START SOURCE DATA

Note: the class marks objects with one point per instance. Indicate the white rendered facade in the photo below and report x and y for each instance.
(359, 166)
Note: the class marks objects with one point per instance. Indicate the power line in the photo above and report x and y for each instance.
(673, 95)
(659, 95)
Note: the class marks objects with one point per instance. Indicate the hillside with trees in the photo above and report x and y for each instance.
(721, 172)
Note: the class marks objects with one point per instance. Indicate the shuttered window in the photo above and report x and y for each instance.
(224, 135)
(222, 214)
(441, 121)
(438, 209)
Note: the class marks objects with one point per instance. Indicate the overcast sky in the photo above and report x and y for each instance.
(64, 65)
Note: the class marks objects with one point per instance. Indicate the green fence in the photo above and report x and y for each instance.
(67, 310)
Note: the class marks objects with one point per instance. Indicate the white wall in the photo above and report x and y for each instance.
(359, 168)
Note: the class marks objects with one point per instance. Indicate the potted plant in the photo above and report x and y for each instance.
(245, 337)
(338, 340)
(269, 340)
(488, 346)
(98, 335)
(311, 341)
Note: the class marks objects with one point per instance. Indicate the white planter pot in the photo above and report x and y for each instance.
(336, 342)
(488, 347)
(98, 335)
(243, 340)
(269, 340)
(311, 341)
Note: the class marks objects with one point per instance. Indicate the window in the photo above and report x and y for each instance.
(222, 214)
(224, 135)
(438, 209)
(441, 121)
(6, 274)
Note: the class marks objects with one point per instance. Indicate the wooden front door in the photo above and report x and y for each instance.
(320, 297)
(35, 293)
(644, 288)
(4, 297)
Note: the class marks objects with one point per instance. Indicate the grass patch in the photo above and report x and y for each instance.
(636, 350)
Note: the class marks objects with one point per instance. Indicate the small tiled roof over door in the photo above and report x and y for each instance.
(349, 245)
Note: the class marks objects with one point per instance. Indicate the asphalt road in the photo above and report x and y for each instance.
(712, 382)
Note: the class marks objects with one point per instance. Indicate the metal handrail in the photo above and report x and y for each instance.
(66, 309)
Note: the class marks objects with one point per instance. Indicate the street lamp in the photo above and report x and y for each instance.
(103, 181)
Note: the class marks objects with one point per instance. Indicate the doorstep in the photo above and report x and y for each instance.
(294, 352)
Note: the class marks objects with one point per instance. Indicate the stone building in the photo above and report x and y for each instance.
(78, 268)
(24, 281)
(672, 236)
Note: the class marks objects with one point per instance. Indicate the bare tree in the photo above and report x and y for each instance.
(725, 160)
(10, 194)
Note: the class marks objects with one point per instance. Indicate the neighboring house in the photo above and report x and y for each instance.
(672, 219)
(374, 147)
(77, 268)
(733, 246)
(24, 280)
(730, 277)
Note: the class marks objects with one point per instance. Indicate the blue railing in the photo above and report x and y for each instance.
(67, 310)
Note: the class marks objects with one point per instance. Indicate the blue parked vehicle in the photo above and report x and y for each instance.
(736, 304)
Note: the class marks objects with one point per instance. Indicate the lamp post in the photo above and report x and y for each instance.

END SOURCE DATA

• WHAT TO WORK ON:
Each line, starting with the one that holds "Indicate the bare" and ending with the last line of the listing, is to be restated exactly.

• OUTPUT:
Note: the class marks objects with one point per instance. Indicate the bare tree in the photo above and report x and y for each instance.
(725, 160)
(10, 194)
Note: the class marks objects with one point per instance. Indicate the neighboring house in the photo above and report x and y for each instance.
(672, 219)
(374, 147)
(77, 268)
(733, 246)
(24, 280)
(730, 277)
Note: the class marks objects with one point per instance. Indicate the blue railing in the photo above and report x and y for each instance.
(67, 310)
Note: the class marks objects with one point per instance. Indicate the blue parked vehicle in the photo above and report x and y for each instance.
(736, 304)
Note: the class marks objects with one point per instance. Indicate the lamp post in the photo above and report x and y for each instance.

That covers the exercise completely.